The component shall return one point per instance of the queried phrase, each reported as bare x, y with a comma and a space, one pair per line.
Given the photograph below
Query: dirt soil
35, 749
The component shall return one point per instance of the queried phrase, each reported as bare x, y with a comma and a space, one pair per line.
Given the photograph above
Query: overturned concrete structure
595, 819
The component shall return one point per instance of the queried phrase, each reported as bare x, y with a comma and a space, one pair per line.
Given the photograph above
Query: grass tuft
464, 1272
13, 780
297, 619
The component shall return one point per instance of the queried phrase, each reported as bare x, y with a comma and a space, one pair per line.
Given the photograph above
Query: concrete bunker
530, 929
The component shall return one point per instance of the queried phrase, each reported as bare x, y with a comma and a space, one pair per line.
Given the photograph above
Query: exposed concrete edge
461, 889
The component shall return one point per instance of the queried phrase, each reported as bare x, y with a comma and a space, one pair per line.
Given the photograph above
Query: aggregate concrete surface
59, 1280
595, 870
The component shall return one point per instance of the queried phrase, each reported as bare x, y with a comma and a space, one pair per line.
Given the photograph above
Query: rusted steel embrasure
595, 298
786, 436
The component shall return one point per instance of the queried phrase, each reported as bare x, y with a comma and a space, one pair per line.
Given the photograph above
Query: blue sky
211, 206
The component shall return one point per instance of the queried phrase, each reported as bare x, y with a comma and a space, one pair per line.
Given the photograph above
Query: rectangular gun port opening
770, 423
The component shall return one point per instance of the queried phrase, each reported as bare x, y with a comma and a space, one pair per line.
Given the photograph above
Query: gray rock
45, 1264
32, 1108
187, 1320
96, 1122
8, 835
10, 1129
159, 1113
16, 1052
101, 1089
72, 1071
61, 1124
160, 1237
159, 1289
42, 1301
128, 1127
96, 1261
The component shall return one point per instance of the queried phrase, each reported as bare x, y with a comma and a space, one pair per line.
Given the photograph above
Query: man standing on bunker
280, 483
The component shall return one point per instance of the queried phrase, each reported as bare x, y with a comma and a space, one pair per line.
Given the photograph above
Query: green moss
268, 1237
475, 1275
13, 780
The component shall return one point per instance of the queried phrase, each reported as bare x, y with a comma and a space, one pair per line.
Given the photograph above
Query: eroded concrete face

What needs to be done:
Copy each record from above exactly, and include every line.

Full response:
The component shall return one point per instance of the queried phrase, each reported as bare x, y with a comma and a space, one pair per line.
Given the photograph below
Query: dirt soil
35, 749
The component shall return one point per instance of the queried phrase, each reported as bare x, y with a comma and a space, one pair per line.
Given the photograph above
Query: overturned concrete structure
595, 819
The component shall return one point per instance of the queried phrase, each reported as bare x, y with a comma and a space, one pair per line.
Given the photograph above
Query: grass tuft
464, 1272
13, 780
297, 619
The component shall return one point per instance of the queried phrase, each reported as bare x, y with a comma and a space, one pair per line.
Given the photograph above
Query: concrete bunker
530, 929
The component shall return one point per instance of the queried phrase, each reported as bare x, y with a comma and a space, one pair per line.
Given the photograph above
Query: exposed concrete edge
461, 889
The component shall return one point per instance of the queried phrase, each reported as bare x, y with a comma and a space, one pair per line.
Given the photograph above
Query: aggregate concrete surface
59, 1280
595, 870
The component shall return one point per instance of the queried phrase, each reported as bare x, y with a comma and a space, one pair per line.
Given the photograph above
Query: rusted steel embrasure
595, 298
786, 436
The component shall return one point per instance of the queried phrase, each reported as bare x, y with a comma and a space, one pair per line.
Given the photograph above
Query: blue sky
211, 206
The component shall return one point per instance of the queried phrase, each reported as bare x, y with a comma and a space, one pair per line.
Given the photograph above
Query: rectangular gun port opening
770, 423
The component shall return one point per instance of the queried phrase, each reported as bare x, y with a comma and a space, one pair per line.
Given the photograph above
Query: gray rock
45, 1264
32, 1108
187, 1320
96, 1122
8, 835
10, 1129
159, 1113
16, 1052
101, 1089
72, 1071
61, 1124
160, 1237
159, 1289
42, 1301
128, 1127
96, 1261
The component shall return one point per instance of the queried phrase, each reported as bare x, y with a comma and a space, one pair per line.
Given the photograph above
Query: man standing on bunker
280, 483
The component shall return one point per instance of the queried phrase, each reported as bare x, y with a comma and a space, one pair per line.
Given the photograph above
Query: green moss
268, 1237
475, 1275
13, 780
The component shall return one point per instance of the queried phrase, each reported as bare x, y with a comma and a space, one pair per line.
Given the photograph above
Query: eroded concrete face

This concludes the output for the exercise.